* PROBLEM TO SOLVE:
For the listing below, output exactly the lines from the line with "Target: license plate bracket" up to and including the line with "468, row 174.", and no other lines.

-- SUPPLIED RECORDS follows --

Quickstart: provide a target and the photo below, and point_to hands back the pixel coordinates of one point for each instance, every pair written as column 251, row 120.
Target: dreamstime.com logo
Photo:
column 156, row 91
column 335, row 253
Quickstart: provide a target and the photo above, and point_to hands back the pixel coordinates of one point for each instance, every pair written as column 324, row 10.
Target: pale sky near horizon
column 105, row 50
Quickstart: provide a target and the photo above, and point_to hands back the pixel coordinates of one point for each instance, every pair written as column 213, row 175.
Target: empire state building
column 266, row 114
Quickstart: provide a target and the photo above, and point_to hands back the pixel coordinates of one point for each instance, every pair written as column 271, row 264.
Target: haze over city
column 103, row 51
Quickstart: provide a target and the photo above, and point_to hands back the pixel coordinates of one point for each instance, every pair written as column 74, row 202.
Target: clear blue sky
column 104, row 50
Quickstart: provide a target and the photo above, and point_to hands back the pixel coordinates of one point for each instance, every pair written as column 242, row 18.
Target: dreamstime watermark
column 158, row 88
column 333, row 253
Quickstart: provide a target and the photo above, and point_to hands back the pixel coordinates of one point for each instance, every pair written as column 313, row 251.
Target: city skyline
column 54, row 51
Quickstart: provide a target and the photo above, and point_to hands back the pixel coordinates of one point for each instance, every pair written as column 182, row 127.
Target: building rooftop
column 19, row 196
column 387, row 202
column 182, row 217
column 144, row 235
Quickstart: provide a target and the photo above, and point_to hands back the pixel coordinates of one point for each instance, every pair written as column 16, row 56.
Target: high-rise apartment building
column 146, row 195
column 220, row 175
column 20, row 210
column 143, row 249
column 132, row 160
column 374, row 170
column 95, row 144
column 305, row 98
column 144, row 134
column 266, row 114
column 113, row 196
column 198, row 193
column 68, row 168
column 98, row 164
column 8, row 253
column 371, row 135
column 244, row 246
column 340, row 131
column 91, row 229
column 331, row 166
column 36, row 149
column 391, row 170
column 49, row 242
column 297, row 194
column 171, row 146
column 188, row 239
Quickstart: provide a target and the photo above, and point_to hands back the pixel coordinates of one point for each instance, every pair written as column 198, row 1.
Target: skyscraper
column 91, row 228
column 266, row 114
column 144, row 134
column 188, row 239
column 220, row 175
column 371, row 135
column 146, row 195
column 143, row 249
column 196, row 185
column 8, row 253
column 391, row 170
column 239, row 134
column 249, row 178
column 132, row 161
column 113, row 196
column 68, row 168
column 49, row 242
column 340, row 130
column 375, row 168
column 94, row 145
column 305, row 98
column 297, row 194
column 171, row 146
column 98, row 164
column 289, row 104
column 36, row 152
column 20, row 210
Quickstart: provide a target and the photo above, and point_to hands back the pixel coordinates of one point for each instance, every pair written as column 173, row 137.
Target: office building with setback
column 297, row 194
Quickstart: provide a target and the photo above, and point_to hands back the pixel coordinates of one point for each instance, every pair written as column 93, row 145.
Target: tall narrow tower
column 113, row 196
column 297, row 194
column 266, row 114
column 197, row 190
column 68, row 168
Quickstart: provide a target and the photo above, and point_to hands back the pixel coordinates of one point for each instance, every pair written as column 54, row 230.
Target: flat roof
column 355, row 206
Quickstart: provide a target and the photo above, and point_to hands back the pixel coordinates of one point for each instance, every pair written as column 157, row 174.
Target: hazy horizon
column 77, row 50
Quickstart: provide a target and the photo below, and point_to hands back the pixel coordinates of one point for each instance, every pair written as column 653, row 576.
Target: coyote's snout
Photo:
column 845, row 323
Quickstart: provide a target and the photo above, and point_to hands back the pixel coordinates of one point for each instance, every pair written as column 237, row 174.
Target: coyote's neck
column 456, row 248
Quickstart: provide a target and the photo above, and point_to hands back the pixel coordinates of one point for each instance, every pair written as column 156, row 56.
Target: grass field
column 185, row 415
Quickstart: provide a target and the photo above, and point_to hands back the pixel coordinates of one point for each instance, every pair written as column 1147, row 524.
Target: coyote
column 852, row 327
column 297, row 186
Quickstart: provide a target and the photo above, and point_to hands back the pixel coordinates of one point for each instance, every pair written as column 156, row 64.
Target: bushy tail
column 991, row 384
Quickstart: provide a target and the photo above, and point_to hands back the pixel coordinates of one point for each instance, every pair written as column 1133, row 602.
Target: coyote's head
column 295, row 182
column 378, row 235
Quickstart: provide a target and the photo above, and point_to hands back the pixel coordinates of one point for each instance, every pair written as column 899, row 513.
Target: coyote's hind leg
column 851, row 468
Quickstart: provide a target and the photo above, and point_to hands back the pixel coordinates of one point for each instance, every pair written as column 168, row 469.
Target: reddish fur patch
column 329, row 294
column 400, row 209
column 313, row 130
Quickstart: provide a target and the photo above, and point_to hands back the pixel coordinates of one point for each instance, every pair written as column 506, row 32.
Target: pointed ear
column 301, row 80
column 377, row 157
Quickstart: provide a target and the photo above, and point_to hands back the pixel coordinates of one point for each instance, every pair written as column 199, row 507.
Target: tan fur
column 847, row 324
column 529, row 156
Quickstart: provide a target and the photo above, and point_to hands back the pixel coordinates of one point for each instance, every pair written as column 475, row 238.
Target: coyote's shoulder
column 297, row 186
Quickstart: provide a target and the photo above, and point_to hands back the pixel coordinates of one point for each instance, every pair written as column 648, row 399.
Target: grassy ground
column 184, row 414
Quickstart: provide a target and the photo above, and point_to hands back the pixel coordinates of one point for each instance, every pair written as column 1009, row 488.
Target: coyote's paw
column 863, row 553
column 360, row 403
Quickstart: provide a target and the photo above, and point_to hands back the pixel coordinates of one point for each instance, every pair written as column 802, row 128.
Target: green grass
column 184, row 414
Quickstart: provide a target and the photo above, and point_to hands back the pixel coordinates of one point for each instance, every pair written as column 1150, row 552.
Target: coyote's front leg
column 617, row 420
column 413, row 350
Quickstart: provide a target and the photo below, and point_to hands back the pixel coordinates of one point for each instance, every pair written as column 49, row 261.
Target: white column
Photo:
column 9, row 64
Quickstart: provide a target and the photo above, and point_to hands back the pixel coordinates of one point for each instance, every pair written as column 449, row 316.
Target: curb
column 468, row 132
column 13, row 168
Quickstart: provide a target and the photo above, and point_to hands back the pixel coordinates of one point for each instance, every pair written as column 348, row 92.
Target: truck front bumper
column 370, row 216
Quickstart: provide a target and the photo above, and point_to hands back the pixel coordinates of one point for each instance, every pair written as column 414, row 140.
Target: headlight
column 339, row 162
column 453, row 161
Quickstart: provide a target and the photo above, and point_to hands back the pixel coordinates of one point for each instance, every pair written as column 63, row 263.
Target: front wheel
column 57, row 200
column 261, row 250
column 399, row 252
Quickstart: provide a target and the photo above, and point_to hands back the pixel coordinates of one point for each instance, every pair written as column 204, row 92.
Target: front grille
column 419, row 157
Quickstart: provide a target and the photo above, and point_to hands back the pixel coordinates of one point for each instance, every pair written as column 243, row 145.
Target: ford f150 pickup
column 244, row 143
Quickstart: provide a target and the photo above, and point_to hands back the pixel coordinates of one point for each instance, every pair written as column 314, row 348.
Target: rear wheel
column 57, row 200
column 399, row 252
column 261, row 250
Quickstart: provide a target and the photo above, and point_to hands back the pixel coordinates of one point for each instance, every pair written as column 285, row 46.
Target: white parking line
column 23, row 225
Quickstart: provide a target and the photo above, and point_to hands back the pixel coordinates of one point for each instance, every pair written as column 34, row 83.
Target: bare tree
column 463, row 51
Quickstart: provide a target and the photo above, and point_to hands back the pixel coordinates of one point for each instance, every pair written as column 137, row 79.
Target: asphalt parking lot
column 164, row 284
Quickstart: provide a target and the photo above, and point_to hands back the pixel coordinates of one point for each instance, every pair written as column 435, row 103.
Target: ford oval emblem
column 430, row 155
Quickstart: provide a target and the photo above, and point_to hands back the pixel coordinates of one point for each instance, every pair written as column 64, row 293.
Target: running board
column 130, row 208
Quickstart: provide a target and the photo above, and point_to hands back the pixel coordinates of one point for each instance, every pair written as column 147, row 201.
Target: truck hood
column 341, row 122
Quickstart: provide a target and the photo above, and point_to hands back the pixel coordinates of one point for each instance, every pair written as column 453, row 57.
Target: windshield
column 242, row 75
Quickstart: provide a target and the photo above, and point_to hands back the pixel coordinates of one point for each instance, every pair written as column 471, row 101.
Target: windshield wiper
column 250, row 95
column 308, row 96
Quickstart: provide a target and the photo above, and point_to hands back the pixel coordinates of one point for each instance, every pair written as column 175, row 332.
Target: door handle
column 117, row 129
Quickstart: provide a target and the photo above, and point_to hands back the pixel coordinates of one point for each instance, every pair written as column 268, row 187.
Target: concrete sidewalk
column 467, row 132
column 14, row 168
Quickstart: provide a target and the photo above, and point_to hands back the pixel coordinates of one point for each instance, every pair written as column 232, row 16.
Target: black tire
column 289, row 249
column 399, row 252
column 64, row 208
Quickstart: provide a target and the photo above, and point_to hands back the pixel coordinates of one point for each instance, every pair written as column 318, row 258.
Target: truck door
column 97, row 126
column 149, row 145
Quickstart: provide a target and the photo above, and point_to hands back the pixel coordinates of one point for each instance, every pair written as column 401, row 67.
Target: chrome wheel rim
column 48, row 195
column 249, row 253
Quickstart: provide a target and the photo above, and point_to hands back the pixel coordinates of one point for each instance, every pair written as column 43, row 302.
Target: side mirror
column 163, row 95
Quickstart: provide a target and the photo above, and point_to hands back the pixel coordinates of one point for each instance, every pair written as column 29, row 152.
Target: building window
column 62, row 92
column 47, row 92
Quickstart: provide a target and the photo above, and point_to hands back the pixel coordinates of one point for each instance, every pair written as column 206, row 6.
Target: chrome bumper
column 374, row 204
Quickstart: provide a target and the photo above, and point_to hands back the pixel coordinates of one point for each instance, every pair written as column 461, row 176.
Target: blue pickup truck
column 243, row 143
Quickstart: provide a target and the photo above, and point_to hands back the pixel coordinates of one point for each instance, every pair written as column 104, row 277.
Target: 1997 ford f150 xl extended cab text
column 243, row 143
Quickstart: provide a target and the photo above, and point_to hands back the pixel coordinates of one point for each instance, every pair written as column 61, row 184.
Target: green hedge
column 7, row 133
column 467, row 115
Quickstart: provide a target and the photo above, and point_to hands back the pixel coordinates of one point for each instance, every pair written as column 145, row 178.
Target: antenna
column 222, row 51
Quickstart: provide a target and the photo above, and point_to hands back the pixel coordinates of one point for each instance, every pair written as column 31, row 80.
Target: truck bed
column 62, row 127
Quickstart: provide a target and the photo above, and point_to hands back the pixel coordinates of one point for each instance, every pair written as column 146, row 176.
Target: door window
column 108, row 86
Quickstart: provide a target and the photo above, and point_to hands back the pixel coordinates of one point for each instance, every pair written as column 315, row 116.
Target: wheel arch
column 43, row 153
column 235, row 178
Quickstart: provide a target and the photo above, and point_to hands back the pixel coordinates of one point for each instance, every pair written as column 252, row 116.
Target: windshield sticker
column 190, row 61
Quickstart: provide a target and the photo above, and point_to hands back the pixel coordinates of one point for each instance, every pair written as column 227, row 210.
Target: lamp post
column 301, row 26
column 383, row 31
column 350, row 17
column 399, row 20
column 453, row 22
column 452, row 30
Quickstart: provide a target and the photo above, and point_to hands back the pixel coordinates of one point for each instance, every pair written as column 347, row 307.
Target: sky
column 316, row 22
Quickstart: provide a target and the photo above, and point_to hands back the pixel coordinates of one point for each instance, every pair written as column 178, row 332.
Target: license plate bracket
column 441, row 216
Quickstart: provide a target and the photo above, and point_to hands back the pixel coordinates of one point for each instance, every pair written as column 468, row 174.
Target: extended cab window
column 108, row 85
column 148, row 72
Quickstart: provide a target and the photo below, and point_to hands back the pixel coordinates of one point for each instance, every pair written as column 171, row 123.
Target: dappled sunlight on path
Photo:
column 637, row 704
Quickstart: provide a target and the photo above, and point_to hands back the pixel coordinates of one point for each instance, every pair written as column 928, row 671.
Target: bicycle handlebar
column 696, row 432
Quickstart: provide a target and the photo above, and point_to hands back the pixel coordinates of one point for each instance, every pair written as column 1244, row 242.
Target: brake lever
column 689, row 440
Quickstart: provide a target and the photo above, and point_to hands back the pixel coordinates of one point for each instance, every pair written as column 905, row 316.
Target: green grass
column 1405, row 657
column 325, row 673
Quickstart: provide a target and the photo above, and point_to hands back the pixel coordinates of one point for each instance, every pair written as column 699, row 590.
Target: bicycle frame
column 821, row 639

-- SUPPLIED RECORDS concluded --

* TASK RESPONSE:
Target: license plate bracket
column 441, row 216
Quickstart: provide a target and the photo above, and point_to hands back the pixel coordinates of one point for each instance, every pair written as column 468, row 174.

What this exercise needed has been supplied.